- **PROVIDED DATA**
• • • • •

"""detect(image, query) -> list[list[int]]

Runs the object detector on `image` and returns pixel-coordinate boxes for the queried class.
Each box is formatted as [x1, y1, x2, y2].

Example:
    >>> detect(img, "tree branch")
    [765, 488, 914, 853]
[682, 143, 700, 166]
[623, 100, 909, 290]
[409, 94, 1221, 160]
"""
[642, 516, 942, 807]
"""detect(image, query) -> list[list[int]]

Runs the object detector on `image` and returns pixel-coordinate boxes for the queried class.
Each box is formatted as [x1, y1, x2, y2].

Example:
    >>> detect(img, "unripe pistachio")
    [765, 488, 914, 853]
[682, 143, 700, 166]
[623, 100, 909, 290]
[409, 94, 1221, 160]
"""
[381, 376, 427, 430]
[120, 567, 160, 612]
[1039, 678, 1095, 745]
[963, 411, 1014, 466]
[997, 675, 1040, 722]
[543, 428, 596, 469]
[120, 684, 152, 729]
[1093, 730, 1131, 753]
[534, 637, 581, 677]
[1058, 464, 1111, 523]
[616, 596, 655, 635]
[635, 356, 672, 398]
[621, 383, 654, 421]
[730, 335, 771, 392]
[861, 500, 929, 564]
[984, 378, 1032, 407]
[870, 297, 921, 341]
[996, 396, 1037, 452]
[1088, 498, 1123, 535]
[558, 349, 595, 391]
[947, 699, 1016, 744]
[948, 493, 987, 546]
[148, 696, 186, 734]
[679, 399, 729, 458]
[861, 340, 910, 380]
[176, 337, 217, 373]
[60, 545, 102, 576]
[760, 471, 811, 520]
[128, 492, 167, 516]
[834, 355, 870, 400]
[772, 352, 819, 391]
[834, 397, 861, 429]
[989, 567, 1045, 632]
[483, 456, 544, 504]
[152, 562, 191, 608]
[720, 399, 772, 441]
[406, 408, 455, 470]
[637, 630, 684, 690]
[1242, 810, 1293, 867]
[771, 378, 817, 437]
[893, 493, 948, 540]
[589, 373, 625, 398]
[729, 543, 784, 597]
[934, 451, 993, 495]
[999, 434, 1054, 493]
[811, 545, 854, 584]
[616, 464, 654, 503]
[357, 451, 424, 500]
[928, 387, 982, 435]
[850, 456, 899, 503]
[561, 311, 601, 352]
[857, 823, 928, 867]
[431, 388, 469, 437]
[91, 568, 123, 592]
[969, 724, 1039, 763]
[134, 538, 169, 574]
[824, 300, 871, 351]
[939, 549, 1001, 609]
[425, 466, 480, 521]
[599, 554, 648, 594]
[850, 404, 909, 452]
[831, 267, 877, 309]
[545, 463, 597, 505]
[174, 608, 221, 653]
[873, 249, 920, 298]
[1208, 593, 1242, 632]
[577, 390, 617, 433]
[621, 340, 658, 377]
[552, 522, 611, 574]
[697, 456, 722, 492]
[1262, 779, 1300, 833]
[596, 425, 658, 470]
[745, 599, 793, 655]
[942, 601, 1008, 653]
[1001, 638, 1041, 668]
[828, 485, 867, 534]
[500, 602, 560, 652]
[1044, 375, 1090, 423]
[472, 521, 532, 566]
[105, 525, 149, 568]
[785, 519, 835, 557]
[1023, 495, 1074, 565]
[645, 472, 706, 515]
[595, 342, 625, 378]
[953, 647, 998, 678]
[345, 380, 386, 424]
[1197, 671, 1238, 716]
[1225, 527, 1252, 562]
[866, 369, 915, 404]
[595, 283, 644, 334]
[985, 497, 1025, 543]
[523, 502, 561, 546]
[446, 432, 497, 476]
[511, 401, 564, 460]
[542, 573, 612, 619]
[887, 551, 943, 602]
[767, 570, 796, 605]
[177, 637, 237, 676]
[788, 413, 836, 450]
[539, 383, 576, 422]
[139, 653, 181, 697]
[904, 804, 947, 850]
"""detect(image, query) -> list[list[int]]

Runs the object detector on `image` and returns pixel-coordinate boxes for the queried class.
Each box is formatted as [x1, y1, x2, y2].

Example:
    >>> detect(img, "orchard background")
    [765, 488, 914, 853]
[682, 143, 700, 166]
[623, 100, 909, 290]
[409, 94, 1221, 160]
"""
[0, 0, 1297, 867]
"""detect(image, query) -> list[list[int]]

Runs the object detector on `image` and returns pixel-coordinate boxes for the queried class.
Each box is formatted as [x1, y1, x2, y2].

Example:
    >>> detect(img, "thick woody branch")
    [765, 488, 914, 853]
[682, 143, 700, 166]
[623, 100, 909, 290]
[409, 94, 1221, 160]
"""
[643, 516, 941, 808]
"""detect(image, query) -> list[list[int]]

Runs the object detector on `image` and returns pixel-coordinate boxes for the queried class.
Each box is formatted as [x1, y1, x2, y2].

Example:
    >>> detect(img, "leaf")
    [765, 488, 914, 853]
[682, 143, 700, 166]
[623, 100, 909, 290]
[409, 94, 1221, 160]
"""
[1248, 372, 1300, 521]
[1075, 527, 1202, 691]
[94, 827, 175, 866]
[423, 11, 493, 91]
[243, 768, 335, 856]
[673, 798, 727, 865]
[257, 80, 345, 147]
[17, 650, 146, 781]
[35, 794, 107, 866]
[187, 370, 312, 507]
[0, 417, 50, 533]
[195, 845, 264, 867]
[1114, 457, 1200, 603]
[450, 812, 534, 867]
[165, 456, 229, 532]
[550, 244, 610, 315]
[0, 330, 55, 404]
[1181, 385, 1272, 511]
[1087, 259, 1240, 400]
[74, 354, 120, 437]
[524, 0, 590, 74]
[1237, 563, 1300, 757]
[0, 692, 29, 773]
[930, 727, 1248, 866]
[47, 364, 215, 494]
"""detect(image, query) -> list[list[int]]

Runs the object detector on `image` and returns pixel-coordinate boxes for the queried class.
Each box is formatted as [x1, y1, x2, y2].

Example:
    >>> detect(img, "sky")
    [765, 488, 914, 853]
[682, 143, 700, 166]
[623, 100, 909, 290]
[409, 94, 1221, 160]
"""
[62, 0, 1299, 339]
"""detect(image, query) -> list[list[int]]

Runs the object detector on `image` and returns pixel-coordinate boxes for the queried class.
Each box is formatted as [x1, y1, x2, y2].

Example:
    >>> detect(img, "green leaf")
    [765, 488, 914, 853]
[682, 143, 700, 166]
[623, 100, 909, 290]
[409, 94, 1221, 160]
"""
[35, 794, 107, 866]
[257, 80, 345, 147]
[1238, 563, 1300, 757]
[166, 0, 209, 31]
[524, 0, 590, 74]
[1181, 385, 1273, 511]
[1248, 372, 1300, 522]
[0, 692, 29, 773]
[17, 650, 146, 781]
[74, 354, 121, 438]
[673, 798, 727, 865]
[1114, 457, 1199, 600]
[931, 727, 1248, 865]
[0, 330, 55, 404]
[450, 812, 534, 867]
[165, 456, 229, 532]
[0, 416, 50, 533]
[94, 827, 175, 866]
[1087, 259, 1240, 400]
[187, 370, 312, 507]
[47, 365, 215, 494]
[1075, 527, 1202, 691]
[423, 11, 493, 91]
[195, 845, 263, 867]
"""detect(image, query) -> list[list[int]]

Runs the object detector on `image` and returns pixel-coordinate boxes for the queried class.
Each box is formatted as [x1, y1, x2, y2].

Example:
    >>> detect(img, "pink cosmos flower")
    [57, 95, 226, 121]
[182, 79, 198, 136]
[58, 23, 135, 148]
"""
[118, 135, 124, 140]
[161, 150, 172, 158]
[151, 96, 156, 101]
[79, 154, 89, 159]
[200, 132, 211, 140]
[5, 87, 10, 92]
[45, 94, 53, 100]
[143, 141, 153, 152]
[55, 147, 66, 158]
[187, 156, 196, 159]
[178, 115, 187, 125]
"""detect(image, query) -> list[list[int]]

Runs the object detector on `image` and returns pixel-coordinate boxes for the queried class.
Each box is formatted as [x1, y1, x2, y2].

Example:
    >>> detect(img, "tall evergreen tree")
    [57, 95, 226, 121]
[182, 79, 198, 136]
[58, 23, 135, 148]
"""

• • • • •

- **REQUIRED ACTION**
Find the lines in the data that hold the word "tree". Reply with how many there are and nothing more.

- **SOLUTION TO THIS EXERCISE**
2